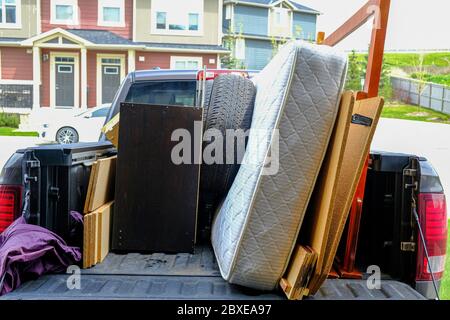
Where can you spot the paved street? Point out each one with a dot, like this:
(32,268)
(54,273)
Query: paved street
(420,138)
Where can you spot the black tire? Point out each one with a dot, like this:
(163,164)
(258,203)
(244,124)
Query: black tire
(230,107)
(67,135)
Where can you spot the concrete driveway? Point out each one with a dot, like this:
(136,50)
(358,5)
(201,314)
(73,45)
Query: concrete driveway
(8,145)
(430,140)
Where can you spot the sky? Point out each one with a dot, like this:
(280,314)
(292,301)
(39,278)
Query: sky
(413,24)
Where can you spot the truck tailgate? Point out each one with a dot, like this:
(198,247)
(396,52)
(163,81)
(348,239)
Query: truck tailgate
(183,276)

==

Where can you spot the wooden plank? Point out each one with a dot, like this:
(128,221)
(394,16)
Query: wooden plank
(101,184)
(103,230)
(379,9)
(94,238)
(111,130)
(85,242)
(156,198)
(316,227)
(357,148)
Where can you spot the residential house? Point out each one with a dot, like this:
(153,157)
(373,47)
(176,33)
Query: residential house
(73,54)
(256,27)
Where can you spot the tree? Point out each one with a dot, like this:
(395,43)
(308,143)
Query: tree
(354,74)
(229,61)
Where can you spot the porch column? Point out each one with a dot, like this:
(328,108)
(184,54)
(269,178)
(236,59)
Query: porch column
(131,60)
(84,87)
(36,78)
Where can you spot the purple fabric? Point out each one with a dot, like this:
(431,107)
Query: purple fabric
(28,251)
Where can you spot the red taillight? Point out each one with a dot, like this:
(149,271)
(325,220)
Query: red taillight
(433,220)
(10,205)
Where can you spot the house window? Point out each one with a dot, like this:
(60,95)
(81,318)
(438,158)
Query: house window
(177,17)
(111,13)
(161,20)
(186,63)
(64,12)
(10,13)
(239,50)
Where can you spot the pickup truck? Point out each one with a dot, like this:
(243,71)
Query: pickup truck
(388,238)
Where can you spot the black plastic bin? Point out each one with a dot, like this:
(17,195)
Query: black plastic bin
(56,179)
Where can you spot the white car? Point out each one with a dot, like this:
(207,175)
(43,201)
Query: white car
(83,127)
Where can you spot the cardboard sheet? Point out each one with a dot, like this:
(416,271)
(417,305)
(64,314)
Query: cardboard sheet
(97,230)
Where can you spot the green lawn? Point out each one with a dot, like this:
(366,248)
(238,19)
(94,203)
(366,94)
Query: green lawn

■ **Task details**: Can you reproduce the data above word for word, from the line with "Where can you spot the red" to the line with "Query: green lawn", including both of those lines?

■ **Output of the exercise**:
Where can you spot the red taillight? Point out each one with a dot, like this:
(149,271)
(325,220)
Query: red taillight
(433,220)
(10,205)
Where can you spot the house window? Point out each one with a dot, like this:
(60,95)
(81,318)
(438,158)
Query: house window
(177,17)
(111,13)
(161,20)
(186,63)
(64,12)
(10,13)
(239,50)
Where can you spot the pickup truck? Point out each one with a dot, like this:
(243,71)
Query: pickup truck
(388,238)
Where can you spot the black plastic bin? Point out each one with a dot, like this:
(17,195)
Query: black plastic bin
(56,179)
Where can you spot the white car? Point out each one with a dot, like this:
(207,175)
(43,201)
Query: white car
(83,127)
Where can you spot the cardboard sheet? Point out each one with a dot, like this:
(416,271)
(417,305)
(64,314)
Query: cardboard sheet
(97,230)
Where can you spot the green lawn? Point out each one with a dot, like this:
(366,248)
(238,19)
(94,203)
(366,94)
Query: green lawn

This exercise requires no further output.